PROBLEMS:
a. According to the page on Alaska volcano hazards, what can the weight of very thick ashfalls do?
b. List every effect that heavy ash fallout may have, as the page on Alaska volcano hazards names them.
c. Please pick up the page on Alaska volcano hazards after its final sentence and carry it forward.

EXTRACT TO READ:

* * *

Hazards from Alaska Volcanoes

For detailed information on what it is like during ashfall, please see this page: http://volcanoes.usgs.gov/volcanic_ash/what_like_during_fall.html

Photograph of Redoubt's ash cloud, March 28, 2009, viewed while traveling between Kenai and Nikiski. Photograph courtesy of Jaden Larson.

Photograph of Redoubt's April 4, 2009 ashfall in Homer, AK. Photograph courtesy Terry Thompson.

Alaska communities downwind of an erupting volcano may encounter ash fallout. Fine ash may cause respiratory problems in some humans and animals. Heavy ash fallout may interfere with power generation and electrical equipment, damage air filters and gasoline engines, interrupt radio and cell phone transmissions, and greatly reduce visibility. The weight of very thick ashfalls may collapse roofs, especially when mixed with rain or snow. Resuspension of ash by wind could extend the unpleasant effects of ash fallout.

* * *

GIVEN MATERIAL:
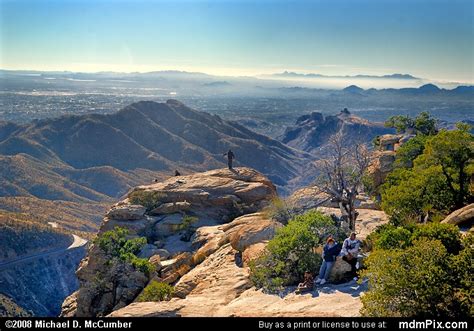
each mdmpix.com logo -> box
[398,320,468,329]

* * *

RESPONSES IN ORDER:
a. It may collapse roofs, especially when the ash is mixed with rain or snow.

b.
- Interfere with power generation and electrical equipment
- Damage air filters and gasoline engines
- Interrupt radio and cell phone transmissions
- Greatly reduce visibility

c.
During the most recent eruptions in Alaska, communities have received no more than trace amounts of ashfall (1/32 in or 0.8 mm), although even small amounts of volcanic ash has resulted in transportation delays, school and business closures, and presented challenges to power and water systems. Recent eruptions of Cook Inlet volcanoes (Augustine, Spurr, Redoubt) have produced trace amounts of ash to south-central Alaska, especially the Kenai Peninsula, resulting in airport, school, and business closures, as well as ash cleanup costs and stockpiling of emergency supplies. The 2008 eruption of Kasatochi deposited a small amount of ash on Adak, and eruptions of Pavlof often result in very minor ashfall on nearby communities.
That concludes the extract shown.